Your instructions: Set down a faithful copy of every record below, with no images.

Supplied material:
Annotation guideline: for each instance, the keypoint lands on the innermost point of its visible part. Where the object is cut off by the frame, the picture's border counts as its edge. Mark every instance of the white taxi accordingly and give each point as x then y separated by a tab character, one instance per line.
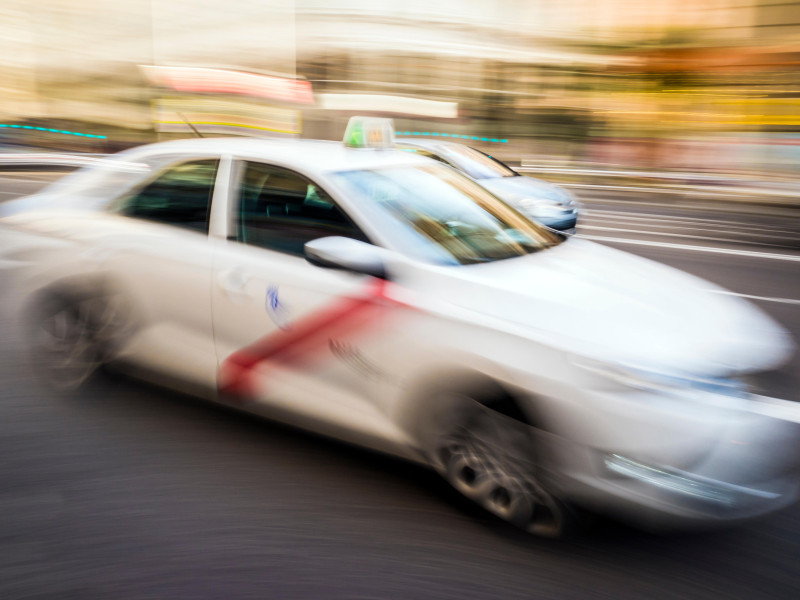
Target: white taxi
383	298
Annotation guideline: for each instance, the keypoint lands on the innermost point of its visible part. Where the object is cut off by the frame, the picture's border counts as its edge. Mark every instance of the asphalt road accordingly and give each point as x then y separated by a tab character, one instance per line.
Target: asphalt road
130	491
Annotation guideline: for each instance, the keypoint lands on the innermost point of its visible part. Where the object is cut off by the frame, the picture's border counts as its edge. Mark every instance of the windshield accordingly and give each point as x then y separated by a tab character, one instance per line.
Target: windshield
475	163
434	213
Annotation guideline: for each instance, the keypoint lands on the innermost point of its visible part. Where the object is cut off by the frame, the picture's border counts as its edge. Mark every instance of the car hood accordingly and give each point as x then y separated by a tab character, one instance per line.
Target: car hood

Output below:
Annotation guideline: for each instance, the keypoint lands on the innermost point of its visible part. Where the object is cut off by the frame, the picture's border counts as its edge. Mark every instance of the white taxi accordingly and give each point as x then y separated by a tab character, one instance per line.
Target: white taxi
383	298
Annotation guideline: for each instance, the keypoint lands on the innermost point of its visible part. Where the object is cut off by the frame, the picture's border counts as its edge. Mark every instance of the asphalt road accordingly and give each point as x then y separated by a tab character, one instance per line.
Target: asphalt road
130	491
Annotation guideline: for each instance, the keypoint lands on the innermost point of its visible part. Where the object is cut off by the frame, the picture's border counts as its edge. Mark every instance of the windshield accordingly and give each point as x then y separated by a tab character, one instance per line.
Target: windshield
475	163
434	213
Annotation guideline: for each instance, the keypoint lands on the innermost point of its visible part. Where the object is cut off by the frame, the picture's border counts as its edge. Mark every instance of the car hood accordingly and give each point as x then y separated by a tab character, one instance per line.
Target: car hood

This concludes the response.